(Consignes):
Répondez aux questions suivantes à partir du texte sur les nouvelles techniques génomiques.
(a) Quelle est la référence de la proposition de règlement ?
(b) Avant quelle année les techniques génomiques établies ont-elles été mises au point ?
(c) Par quelles deux techniques sont obtenus les végétaux NTG pour lesquels la Commission juge le cadre législatif actuel inadapté ?

(Extrait du texte):
PROPOSITION DE RÈGLEMENT DU PARLEMENT EUROPÉEN ET DU CONSEIL CONCERNANT LES VÉGÉTAUX OBTENUS AU MOYEN DE CERTAINES NOUVELLES TECHNIQUES GÉNOMIQUES ET LES DENRÉES ALIMENTAIRES ET ALIMENTS POUR ANIMAUX QUI EN SONT DÉRIVÉS, ET MODIFIANT LE RÈGLEMENT (UE) 2017/625

La proposition de règlement COM(2023) 411 vise à assouplir les règles relatives à certaines nouvelles techniques génomiques (NTG) afin d'encourager leur développement au sein de l'Union européenne.

Désignant diverses techniques visant à modifier le matériel génétique d'un organisme pour permettre le développement de variétés végétales dotées de caractéristiques spécifiques, les NTG se distinguent des techniques génomiques établies (c'est-à-dire des techniques de modification génétique mises au point avant 2001 et l'adoption de la législation de l'Union sur les organismes génétiquement modifiés) en ce que (i) elles peuvent conduire à des modifications plus ciblées et plus rapides du génome et (ii) elles se limitent à l'insertion d'un matériel génétique provenant uniquement d'espèces pouvant être croisées.

Alors qu'elles sont apparues ou se sont principalement développées après l'adoption, au début des années 2000, de la législation de l'Union sur les organismes génétiquement modifiés, les NTG relèvent encore de ce cadre règlementaire, ce qu'a confirmé la CJUE dans un arrêt du 25 juillet 20181(*). Dans une décision du 8 novembre 20192(*), le Conseil a donc chargé la Commission d'étudier, à la lumière de cet arrêt, le statut des NTG dans le droit de l'Union et de soumettre une proposition pour tenir compte des résultats de l'étude.

1. La législation actuelle sur les OGM s'avérant inadaptée aux NTG, la proposition de règlement entend favoriser l'essor des NTG

Dans l'étude qu'elle a remise le 29 avril 20213(*), la Commission a conclu que le cadre législatif actuel n'était pas adapté aux végétaux NTG obtenus par mutagenèse ciblée ou cisgenèse et devait par conséquent être adapté aux progrès scientifiques et techniques réalisés dans ce domaine. La Commission relève notamment que, pour les variétés de végétaux obtenus par mutagenèse ciblée ou cisgenèse, la législation sur les OGM :

- se caractérise par une procédure d'autorisation et des exigences en matière d'évaluation des risques disproportionnées ;

- se révèle difficile à mettre en oeuvre et à faire respecter, puisque dans certains cas, les modifications génétiques introduites ne peuvent pas être distinguées au moyen des méthodes analytiques des mutations naturelles ou distinguées des modifications génétiques introduites par des techniques d'obtention conventionnelle ;

- s'avère inadaptée pour permettre à l'UE de tirer parti des nouveaux développements en matière de biotechnologie dans la mesure où elle est essentiellement axée sur les risques.

(Extraits d'un jeu de données d'annotation de lieux):
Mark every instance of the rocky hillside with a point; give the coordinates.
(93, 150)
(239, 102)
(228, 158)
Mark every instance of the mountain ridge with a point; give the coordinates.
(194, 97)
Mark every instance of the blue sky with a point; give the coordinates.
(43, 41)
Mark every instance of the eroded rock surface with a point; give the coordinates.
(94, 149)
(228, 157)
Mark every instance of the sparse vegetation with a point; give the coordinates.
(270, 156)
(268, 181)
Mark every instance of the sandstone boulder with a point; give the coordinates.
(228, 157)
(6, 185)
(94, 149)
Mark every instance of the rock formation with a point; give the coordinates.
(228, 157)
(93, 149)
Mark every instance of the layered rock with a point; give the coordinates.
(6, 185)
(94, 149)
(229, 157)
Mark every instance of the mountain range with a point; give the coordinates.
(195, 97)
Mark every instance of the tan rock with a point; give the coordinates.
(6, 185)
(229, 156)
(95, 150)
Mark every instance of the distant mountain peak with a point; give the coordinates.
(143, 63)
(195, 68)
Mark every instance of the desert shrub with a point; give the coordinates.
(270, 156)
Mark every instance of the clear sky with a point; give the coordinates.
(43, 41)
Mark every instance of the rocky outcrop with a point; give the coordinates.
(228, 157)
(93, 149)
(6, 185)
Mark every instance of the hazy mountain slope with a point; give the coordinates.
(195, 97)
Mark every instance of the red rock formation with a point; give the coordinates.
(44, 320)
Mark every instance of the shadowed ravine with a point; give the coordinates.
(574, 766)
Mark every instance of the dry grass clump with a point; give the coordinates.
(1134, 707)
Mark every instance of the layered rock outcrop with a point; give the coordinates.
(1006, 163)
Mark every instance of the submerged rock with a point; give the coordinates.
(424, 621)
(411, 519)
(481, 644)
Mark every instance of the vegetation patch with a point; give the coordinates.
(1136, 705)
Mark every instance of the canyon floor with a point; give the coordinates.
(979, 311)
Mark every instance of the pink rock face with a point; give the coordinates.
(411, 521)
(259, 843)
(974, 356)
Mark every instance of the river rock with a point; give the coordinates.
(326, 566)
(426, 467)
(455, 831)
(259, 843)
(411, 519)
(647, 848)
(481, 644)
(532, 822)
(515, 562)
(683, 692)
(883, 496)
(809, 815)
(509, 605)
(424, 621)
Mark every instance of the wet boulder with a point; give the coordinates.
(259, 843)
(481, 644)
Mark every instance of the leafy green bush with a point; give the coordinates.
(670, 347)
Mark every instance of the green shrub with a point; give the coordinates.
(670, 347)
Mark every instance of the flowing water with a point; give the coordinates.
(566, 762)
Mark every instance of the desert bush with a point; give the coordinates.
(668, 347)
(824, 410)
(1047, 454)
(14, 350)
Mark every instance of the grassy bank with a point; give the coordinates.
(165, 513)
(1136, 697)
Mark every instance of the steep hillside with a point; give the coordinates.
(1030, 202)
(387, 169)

(Corrigé):
(a) COM(2023) 411.
(b) Avant 2001.
(c) La mutagenèse ciblée et la cisgenèse.